→ **Instructions to follow**
Which lines in the entries below contain the word "white"? Report every such line in full.

→ **Data listing**
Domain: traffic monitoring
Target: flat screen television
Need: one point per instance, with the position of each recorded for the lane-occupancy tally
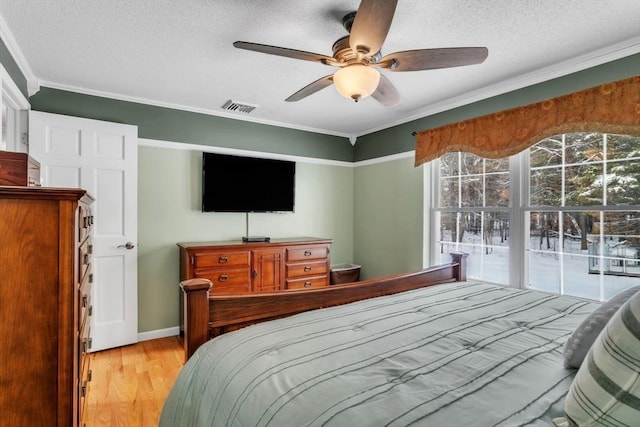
(247, 184)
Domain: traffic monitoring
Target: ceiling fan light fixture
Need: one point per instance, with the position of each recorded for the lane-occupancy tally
(356, 81)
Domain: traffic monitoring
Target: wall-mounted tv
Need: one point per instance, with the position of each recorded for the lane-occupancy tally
(247, 184)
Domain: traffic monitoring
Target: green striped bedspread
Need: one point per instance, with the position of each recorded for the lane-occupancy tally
(462, 354)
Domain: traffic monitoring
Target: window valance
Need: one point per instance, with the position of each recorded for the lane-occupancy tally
(611, 108)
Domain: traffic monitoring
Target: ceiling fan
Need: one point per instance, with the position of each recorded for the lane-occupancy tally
(358, 56)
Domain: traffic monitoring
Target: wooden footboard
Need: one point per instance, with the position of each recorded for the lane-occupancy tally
(208, 316)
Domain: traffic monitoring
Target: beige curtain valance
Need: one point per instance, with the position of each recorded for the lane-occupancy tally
(612, 108)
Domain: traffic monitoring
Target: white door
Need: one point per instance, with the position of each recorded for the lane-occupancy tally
(102, 158)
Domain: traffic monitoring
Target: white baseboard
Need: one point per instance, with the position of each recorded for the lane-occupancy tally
(158, 333)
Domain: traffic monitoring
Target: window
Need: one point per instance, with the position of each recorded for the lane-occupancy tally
(563, 216)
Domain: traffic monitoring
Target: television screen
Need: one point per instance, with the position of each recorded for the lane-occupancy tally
(247, 184)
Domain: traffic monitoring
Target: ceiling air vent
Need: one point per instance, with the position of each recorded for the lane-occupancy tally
(238, 107)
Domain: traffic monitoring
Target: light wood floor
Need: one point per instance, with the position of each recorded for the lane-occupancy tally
(130, 383)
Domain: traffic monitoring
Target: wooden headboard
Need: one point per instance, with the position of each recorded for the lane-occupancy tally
(207, 316)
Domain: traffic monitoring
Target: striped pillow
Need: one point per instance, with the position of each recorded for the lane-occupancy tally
(606, 388)
(586, 333)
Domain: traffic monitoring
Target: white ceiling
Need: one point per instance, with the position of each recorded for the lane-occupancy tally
(179, 54)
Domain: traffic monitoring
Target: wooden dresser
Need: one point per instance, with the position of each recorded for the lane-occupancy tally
(45, 258)
(239, 267)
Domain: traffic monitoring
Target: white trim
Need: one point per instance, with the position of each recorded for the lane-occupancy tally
(16, 53)
(221, 113)
(583, 62)
(589, 60)
(172, 145)
(158, 333)
(237, 152)
(384, 159)
(11, 93)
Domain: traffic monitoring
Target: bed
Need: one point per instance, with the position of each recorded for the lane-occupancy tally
(439, 350)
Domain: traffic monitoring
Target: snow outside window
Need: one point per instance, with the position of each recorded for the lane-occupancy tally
(562, 217)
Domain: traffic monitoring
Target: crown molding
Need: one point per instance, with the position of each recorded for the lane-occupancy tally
(173, 106)
(579, 63)
(33, 84)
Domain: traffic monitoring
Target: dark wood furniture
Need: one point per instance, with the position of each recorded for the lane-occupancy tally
(239, 267)
(45, 254)
(19, 169)
(208, 315)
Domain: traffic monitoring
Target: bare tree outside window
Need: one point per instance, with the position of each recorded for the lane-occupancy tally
(582, 209)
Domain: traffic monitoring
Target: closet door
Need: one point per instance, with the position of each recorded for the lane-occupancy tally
(100, 157)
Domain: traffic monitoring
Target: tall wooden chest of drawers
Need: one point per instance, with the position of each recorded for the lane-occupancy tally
(45, 258)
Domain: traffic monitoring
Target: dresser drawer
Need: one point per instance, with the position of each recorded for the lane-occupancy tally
(220, 259)
(306, 269)
(85, 252)
(304, 253)
(308, 283)
(228, 279)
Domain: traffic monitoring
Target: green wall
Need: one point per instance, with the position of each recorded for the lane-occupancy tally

→ **Response to this exercise**
Target: white door
Target: white baseboard
Target: white ceiling
Target: white trim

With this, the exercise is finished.